Set the records down again in full, exactly as they are, apart from the images.
──────
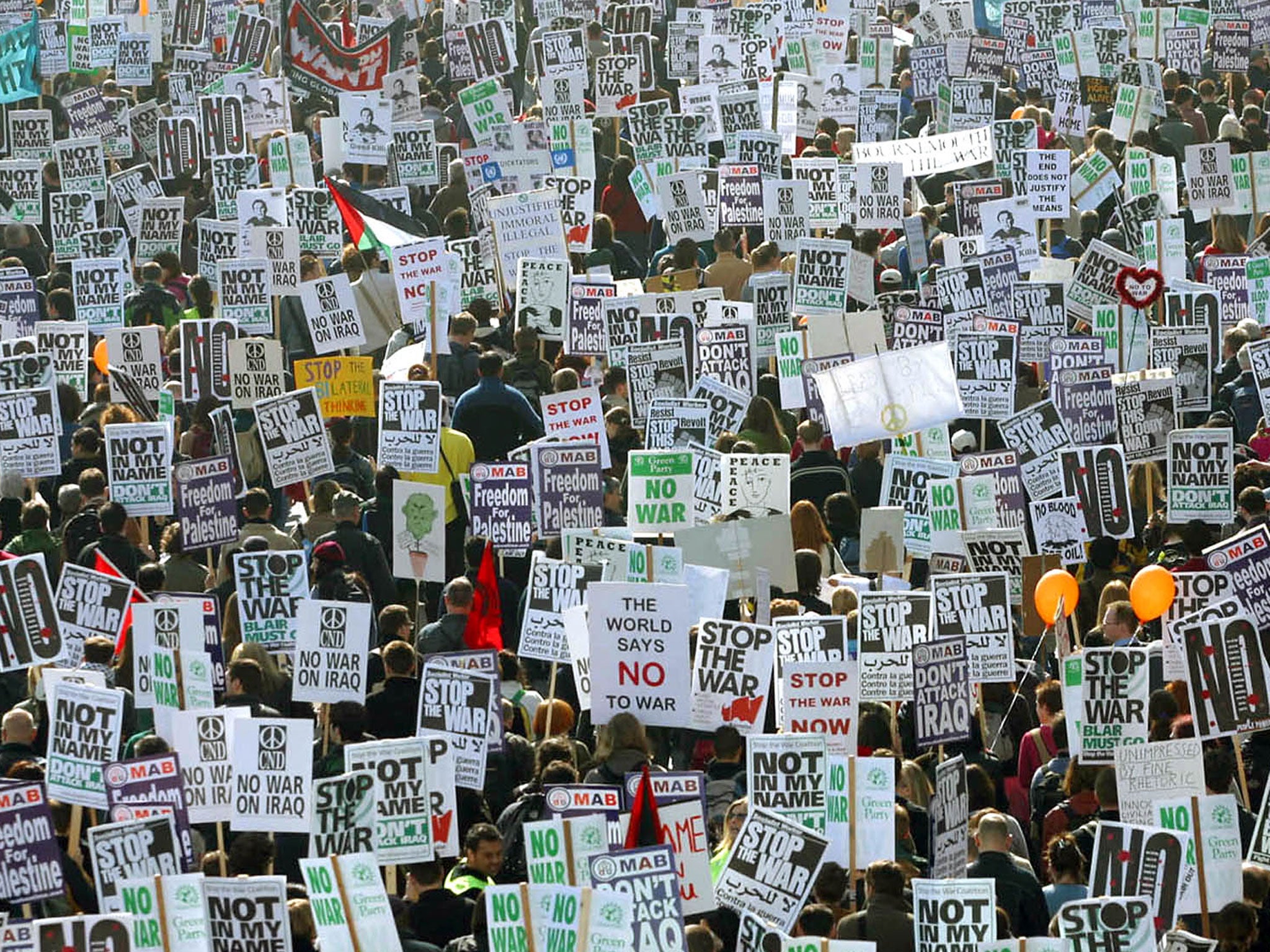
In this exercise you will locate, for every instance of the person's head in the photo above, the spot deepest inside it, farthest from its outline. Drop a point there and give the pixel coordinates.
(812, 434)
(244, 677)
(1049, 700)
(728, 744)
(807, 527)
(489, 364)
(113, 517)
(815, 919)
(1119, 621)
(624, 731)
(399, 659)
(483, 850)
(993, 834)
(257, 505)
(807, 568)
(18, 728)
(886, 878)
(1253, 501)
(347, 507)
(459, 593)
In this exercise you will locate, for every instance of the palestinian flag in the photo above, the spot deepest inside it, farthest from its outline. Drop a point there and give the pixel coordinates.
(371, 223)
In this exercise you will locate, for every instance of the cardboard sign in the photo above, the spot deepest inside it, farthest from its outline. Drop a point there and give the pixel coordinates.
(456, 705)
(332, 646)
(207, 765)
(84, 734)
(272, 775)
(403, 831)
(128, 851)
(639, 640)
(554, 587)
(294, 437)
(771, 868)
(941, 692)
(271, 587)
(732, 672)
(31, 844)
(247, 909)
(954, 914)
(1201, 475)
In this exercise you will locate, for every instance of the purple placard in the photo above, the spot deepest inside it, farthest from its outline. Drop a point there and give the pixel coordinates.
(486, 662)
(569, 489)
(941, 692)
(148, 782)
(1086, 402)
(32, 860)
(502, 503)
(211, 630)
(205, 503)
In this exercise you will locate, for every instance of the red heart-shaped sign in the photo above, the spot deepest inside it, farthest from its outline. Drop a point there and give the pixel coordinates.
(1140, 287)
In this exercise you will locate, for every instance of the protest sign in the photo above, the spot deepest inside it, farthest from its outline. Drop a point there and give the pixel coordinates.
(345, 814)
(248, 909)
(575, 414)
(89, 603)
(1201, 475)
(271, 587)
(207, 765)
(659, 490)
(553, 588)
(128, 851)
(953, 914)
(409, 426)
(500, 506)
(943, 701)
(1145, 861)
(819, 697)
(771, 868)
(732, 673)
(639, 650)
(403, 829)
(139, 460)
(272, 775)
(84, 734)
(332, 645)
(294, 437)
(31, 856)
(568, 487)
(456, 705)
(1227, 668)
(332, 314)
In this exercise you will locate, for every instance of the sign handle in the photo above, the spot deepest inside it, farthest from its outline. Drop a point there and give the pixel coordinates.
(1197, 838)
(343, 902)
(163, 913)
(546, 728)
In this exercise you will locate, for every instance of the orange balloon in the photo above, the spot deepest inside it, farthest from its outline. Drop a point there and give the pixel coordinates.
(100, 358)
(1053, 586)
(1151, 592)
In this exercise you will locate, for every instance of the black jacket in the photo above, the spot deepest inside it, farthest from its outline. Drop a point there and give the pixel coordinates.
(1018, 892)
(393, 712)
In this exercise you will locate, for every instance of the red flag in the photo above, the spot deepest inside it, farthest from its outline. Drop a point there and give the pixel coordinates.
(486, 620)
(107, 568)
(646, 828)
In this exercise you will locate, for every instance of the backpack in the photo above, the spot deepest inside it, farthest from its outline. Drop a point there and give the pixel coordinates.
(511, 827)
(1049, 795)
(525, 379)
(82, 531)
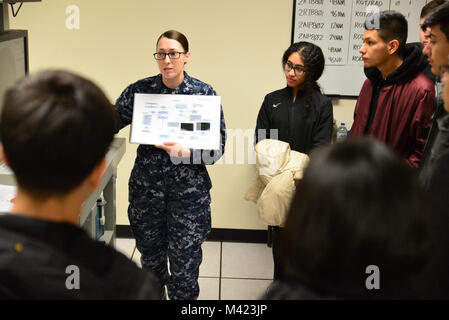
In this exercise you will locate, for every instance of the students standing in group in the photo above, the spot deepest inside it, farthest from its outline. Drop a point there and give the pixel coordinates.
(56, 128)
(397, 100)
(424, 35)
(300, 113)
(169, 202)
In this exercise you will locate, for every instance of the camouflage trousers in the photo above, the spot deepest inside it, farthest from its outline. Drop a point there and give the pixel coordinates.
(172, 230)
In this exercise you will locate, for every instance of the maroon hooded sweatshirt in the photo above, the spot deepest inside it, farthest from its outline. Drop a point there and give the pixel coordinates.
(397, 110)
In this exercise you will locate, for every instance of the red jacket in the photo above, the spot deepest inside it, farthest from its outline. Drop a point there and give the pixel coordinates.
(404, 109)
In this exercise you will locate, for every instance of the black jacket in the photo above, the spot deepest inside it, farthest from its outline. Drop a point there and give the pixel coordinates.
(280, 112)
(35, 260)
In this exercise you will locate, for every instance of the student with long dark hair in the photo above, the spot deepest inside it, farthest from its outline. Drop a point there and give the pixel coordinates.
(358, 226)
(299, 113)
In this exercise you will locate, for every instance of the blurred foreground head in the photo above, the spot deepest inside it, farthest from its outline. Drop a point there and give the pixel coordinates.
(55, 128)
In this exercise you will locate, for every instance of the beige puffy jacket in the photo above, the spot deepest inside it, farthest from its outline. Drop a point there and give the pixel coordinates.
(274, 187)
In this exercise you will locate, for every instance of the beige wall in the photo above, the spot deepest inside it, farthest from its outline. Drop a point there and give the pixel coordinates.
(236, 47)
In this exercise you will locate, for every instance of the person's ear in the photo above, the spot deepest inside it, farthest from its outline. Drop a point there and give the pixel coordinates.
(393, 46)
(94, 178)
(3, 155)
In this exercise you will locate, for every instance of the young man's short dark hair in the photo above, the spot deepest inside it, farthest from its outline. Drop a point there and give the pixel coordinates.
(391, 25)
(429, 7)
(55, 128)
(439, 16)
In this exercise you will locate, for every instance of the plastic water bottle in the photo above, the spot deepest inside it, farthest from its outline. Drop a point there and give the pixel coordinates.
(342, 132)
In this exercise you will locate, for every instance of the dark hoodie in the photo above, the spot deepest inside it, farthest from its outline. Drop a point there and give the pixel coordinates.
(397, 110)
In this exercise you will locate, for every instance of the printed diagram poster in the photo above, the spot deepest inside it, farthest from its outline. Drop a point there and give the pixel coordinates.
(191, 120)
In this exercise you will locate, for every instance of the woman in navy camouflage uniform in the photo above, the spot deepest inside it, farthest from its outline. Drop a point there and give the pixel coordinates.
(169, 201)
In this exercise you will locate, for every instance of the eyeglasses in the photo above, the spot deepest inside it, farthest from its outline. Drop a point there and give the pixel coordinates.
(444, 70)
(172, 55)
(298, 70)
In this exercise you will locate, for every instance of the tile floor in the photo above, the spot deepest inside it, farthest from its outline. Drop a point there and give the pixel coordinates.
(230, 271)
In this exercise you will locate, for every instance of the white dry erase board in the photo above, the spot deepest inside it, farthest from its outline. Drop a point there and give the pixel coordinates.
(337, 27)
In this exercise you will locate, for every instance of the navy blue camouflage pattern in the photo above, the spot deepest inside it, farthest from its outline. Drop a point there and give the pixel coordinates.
──────
Response ▸
In this exercise you will locate, for every instance of the person's head in the photo above, the spot deepest inside it, farthest from its outline. Drop a point there and give the pixel coordinates.
(812, 434)
(244, 677)
(1049, 700)
(728, 744)
(807, 527)
(489, 364)
(113, 517)
(815, 919)
(1119, 621)
(624, 731)
(399, 659)
(483, 850)
(993, 834)
(257, 505)
(807, 568)
(18, 728)
(886, 878)
(1253, 501)
(347, 507)
(459, 593)
In this exercise you will locate, for every instance of the palestinian flag in the photo above, the spot deepest inside it, farthest from its outline. Drop a point there and give the pixel coordinates.
(371, 223)
In this exercise you will locate, for every instance of the cardboard sign in the photo above, the spot deepest inside it, farthest from its outline. Drop a point there and give the pixel coordinates.
(456, 705)
(332, 646)
(207, 765)
(84, 734)
(272, 775)
(403, 831)
(128, 851)
(639, 640)
(554, 587)
(294, 437)
(771, 868)
(941, 692)
(271, 587)
(732, 672)
(31, 844)
(247, 909)
(954, 914)
(1201, 475)
In this exercise you will locate, for every instance of the purple placard in the photo above, the spot deepest inside it, farthest from its outline. Drop a point there and give the pixel coordinates.
(486, 662)
(569, 489)
(941, 692)
(148, 782)
(1086, 402)
(32, 860)
(502, 503)
(211, 630)
(205, 503)
In this exercise you will locate, for every instance of the red heart-shaped sign in the photo above, the spot deepest inside it, farthest from its outline. Drop a point there and give the pixel coordinates.
(1140, 287)
In this exercise you will locate, for every instance of the protest sign in the photo above, the spot deepest inside it, farthest from its outline. Drop a point there and give the pixel coordinates.
(345, 814)
(248, 909)
(575, 414)
(89, 603)
(1201, 475)
(271, 587)
(207, 765)
(659, 490)
(553, 588)
(128, 851)
(953, 914)
(409, 426)
(500, 506)
(943, 701)
(1145, 861)
(819, 697)
(771, 868)
(732, 673)
(639, 650)
(403, 829)
(139, 460)
(272, 775)
(84, 734)
(332, 645)
(294, 437)
(31, 856)
(568, 487)
(456, 705)
(1227, 668)
(332, 314)
In this exercise you will locate, for every instance of the sign handle in the photo above, the spot deepest inside it, farthest from its outline. Drop a point there and give the pixel coordinates.
(1197, 838)
(343, 902)
(163, 913)
(546, 728)
In this exercise you will locate, for every instance of the orange balloon in the photo above, the spot deepest inside it, farthest from its outline. Drop a point there and give the pixel coordinates.
(100, 358)
(1053, 586)
(1151, 592)
In this exercise you will locate, for every instance of the black jacket in the photo above, the spot deepest inside it, farthest from its outline. Drop a point there and give the pixel coordinates.
(1018, 892)
(393, 712)
In this exercise you will locate, for every instance of the red flag in the photo above, the spot deepest inside it, farthest from its outline. Drop a point there and give the pixel coordinates.
(486, 620)
(107, 568)
(646, 828)
In this exercise you will locate, for every instance of the backpack in the photo above, the spot deepest inside it, farthest from its outline. Drop a point there and give the pixel coordinates.
(511, 827)
(1049, 795)
(525, 379)
(82, 531)
In this exercise you will locate, for every instance of the students standing in group in the photo above, the spot deepest inside it, farthest from its outline. Drop a point there and give the pixel coordinates.
(56, 128)
(397, 100)
(424, 35)
(300, 113)
(169, 202)
In this exercise you will locate, for every instance of the camouflage trousers in the photo above, the spot deepest inside it, farthest from its outline. Drop a point there and give the pixel coordinates.
(172, 230)
In this exercise you will locate, for every instance of the maroon hooded sweatshirt in the photo above, the spot deepest inside it, farthest from its outline. Drop a point there and give the pixel coordinates.
(397, 110)
In this exercise you will locate, for every instance of the red jacket in the photo above, the spot deepest inside it, farthest from its outline. Drop a point there and give the pixel coordinates.
(404, 109)
In this exercise you will locate, for every instance of the black jacket in the photo above, the spot deepest inside it, farthest from its outline. Drop a point there and give the pixel coordinates.
(280, 112)
(35, 260)
In this exercise you will locate, for every instance of the student with long dark hair in the photo above, the spot deepest inside it, farthest from its outline. Drop a point there and give the pixel coordinates.
(358, 226)
(299, 113)
In this exercise you will locate, for every instance of the blurred foreground head in the photo above, the spot deepest inside it, farthest from its outline. Drop a point there and give the pixel coordinates.
(55, 128)
In this exercise you will locate, for every instance of the beige puffy jacket in the photo above, the spot deepest inside it, farthest from its outline. Drop a point there and give the pixel coordinates.
(274, 187)
In this exercise you will locate, for every instance of the beige wall in the photo above, the spot deepest inside it, farthest from its outline. Drop a point there and give the pixel coordinates.
(236, 47)
In this exercise you will locate, for every instance of the person's ear in the photo above, the spot deepest inside it, farthest from its outline. Drop a point there and give the pixel coordinates.
(393, 46)
(94, 178)
(3, 155)
In this exercise you will locate, for every instance of the young man's short dark hair in the photo above, the spot deepest inside it, farthest from its outline. Drop a point there and give the pixel coordinates.
(391, 25)
(429, 7)
(55, 128)
(439, 16)
In this exercise you will locate, for every instance of the plastic water bottle in the photo above, the spot deepest inside it, farthest from its outline. Drop a point there and give the pixel coordinates.
(342, 132)
In this exercise you will locate, for every instance of the dark hoodie in the photo above, the spot deepest inside it, farthest from its outline. Drop a point there and give the pixel coordinates.
(397, 110)
In this exercise you will locate, for every instance of the printed diagram poster in the photo above, the spot deepest inside it, farthest from its outline. Drop a point there and give the pixel coordinates.
(191, 120)
In this exercise you will locate, for every instance of the woman in navy camouflage uniform in the photo above, the spot deepest inside it, farthest from its outline. Drop a point there and give the pixel coordinates.
(169, 201)
In this exercise you will locate, for every instance of the eyeglasses in the photo above, the spot deepest inside it, farthest from its outline. Drop a point there and give the pixel coordinates.
(444, 70)
(172, 55)
(298, 70)
In this exercise you will locate, for every instance of the tile floor in the photo above, the spot deepest inside it, farthest from its outline. Drop a point there and give the pixel coordinates.
(230, 271)
In this exercise you will locate, for every instance of the white dry erase board in the photo above, the spot deepest inside it, farthest from its outline. Drop a point there and give the pixel coordinates.
(337, 27)
In this exercise you will locate, for every instance of the navy blue camouflage pattern in the photo above, the spot deepest inside it, farthest from its outline. Drop a point there and give the pixel coordinates.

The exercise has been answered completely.